(Point localization data)

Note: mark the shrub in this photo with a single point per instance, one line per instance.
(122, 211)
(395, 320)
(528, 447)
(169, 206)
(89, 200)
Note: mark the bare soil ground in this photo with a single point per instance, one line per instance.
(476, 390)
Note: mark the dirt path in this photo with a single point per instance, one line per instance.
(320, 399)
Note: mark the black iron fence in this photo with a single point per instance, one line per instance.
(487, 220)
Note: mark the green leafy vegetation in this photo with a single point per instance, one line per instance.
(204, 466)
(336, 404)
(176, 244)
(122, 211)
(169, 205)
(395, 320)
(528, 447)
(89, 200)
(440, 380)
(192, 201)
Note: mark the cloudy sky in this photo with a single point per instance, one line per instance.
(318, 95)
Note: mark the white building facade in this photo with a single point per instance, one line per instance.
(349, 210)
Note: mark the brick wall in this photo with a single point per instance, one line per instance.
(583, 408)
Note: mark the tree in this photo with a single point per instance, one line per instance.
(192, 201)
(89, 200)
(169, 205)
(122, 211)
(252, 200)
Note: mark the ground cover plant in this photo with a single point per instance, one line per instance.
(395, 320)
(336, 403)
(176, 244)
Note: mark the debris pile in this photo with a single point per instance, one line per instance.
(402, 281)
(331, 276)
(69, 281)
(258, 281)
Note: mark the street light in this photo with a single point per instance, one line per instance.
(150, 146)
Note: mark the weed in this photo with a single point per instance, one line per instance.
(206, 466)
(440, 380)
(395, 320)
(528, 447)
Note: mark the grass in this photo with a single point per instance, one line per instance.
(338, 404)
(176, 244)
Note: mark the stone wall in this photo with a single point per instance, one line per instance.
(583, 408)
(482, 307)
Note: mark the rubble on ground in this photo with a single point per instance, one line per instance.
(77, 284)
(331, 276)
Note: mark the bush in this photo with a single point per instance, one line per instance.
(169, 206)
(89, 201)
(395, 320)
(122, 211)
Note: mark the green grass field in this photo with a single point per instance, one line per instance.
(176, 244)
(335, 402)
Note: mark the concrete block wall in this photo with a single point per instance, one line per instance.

## PROBLEM REQUIREMENTS
For this exercise, copy the lines from the one that contains "Note: mark the stone" through the last line of the records, exactly and only those.

## TASK RESULT
Note: mark the stone wall in this photo with a single point per instance, one line per instance.
(583, 408)
(482, 307)
Note: mark the rubble on ground in this photo with a single point per instance, one line per instance.
(77, 284)
(331, 276)
Note: mark the bush in this photo with a single point per instance, one line per instance.
(169, 206)
(89, 201)
(395, 320)
(122, 211)
Note: mark the green grass field in this photo with a single point per instance, one line per instance.
(176, 244)
(335, 402)
Note: mark the concrete block wall in this photo with a single point per instance, one line per instance.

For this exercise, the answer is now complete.